## [Cosa fare]
Secondo il testo sul progetto contro le specie aliene invasive nelle zone umide toscane, quanti gamberi rossi della Louisiana sono stati catturati?

___ Estratto del testo

Di nuovo al lavoro il Consorzio Basso Valdarno con l’Università di Firenze. Obiettivo: ripristinare gli habitat minacciati nelle zone umide interne della Toscana settentrionale.

Un esercito maligno sta minacciando gli habitat e le specie autoctone: sono le specie aliene invasive, quelle trasportate dall’uomo in modo volontario o accidentale fuori della loro area d’origine. Che se non arginate in tempo tendono a prendersi tutto creando danni ambientali devastanti e irreversibili.

Un progetto importante per il controllo di queste specie killer – cofinanziato dal programma LIFE dell’Unione Europea – è quello portato avanti dal Consorzio di Bonifica 4 Basso Valdarno insieme al Dipartimento di Biologia dell’Università di Firenze.

Lo scopo è quello di controllare le specie aliene invasive per ripristinare gli habitat minacciati nelle aree umide interne della Toscana settentrionale, in particolare nei 3 Siti di Importanza Comunitaria Padule di Fucecchio, Bosco di Chiusi e Paduletta di Ramone e Lago di Sibolla.
Ambienti dal valore straordinario messi a rischio dal proliferare di questi invasori che hanno trovato condizioni ideali per diffondersi, contribuendo alla degradazione degli habitat palustri originari e alla scomparsa di moltissime specie.

Conclusa nel 2019 la prima fase del progetto, denominata Life SOS Tuscan Wetlands, le operazioni sono ripartite quest’anno con nuovi interventi per contrastare due specie particolarmente dannose: il gambero rosso della Louisiana e la nutria.

I risultati non sono mancati, come la cattura di oltre 123 mila gamberi rossi della Louisiana di taglia medio-grande sia nella Paduletta di Ramone che nel lago di Sibolla. Dopo il repulisti sono comparsi insetti mai osservati prima, sono arrivate testuggini palustri e anguille e sono aumentate le rane verdi.
Il gambero della Louisiana, spiegano dal Consorzio, è responsabile della diffusione della “peste del gambero”, letale per i gamberi nativi, e se mangiato può essere tossico per l’uomo quando proviene da ambienti inquinati.

Esiti soddisfacenti anche dalla cattura delle nutrie nella Paduletta di Ramone. Questi roditori terribilmente invasivi fanno più danni di Attila: devastano gli ambienti umidi, disturbano la riproduzione degli uccelli acquatici, danneggiano l’agricoltura, scavano tane e tunnel che mettono a rischio la tenuta degli argini dei canali.

L’opera di ripristino degli habitat ha riguardato anche le piante con lo sfalcio di 36 ettari invasi da Amorpha fruticosa (gaggìa), una pianta che occupa in maniera massiccia gli ambienti palustri, mentre per la tutela delle sfagnete relitte (un particolare tipo di muschio che vive nelle paludi) del bosco di Chiusi sono state costruite recinzioni anti-cinghiale.

Infine sono stati fatti tagli selettivi di pioppete e piantate specie tipiche, ripristinate praterie umide e creati piccoli stagni per gli anfibi. Non è mancato un occhio di riguardo anche per i pipistrelli con l’installazione di 30 bat-box all’interno delle pioppete riqualificate per favorire nel tempo l’insediamento di questi chirotteri tipici degli ambienti forestali.

______
___ Informazioni mostrate

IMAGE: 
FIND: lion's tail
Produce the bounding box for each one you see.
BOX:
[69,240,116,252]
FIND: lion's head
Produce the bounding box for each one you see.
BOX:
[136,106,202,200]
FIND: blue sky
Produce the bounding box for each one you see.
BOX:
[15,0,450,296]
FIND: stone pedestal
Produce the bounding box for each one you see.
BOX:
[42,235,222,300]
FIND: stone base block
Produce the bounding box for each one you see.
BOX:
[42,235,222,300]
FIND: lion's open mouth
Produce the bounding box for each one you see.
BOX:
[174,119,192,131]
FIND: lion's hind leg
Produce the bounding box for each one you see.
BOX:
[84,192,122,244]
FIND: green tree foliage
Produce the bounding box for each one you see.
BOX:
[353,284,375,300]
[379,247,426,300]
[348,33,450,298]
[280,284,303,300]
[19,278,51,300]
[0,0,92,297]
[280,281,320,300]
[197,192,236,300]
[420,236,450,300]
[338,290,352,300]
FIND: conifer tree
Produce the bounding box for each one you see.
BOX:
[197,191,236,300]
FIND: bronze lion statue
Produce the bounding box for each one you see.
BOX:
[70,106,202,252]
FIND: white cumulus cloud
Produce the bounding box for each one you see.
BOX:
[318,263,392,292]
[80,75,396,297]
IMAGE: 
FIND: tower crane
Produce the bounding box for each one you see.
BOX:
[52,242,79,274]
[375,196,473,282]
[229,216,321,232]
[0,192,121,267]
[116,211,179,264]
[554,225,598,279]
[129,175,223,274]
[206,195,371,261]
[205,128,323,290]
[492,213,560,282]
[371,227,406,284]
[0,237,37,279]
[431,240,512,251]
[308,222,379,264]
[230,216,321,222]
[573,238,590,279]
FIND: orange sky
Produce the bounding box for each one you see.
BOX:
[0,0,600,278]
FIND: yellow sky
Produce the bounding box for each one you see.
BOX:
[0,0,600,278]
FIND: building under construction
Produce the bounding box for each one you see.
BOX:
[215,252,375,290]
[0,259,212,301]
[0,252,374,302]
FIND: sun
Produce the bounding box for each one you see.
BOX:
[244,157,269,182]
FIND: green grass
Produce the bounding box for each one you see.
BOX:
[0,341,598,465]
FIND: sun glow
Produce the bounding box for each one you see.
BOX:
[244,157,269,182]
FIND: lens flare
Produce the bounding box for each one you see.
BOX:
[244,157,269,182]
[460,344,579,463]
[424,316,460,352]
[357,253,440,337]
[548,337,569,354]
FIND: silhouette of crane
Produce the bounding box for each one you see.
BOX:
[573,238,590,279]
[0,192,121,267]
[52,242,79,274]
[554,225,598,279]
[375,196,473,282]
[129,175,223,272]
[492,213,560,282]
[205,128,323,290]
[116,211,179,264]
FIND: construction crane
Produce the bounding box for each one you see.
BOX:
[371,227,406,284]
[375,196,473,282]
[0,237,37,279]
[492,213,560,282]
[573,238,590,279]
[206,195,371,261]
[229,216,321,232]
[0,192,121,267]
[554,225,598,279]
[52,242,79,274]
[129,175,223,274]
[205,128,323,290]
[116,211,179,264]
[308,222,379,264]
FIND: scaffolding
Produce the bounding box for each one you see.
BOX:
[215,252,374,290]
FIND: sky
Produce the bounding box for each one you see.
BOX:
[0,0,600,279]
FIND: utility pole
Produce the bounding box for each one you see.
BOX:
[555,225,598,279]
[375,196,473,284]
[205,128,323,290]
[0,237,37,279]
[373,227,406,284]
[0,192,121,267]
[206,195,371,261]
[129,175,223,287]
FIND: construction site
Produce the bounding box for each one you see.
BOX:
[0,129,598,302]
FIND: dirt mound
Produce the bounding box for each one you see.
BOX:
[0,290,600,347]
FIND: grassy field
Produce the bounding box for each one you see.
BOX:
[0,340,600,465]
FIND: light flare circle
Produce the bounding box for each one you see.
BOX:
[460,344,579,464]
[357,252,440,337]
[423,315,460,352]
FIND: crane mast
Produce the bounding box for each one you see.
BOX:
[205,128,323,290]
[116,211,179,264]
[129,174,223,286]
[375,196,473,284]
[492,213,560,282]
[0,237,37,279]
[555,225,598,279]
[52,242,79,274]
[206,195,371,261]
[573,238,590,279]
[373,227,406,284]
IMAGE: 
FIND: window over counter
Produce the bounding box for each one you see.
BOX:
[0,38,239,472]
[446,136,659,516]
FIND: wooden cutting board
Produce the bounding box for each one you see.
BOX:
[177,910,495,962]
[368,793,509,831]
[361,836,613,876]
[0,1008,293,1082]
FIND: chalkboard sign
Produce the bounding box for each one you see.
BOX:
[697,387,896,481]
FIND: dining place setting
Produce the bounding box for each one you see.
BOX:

______

## [Risposta qui sotto]
Oltre 123 mila, di taglia medio-grande, nella Paduletta di Ramone e nel lago di Sibolla.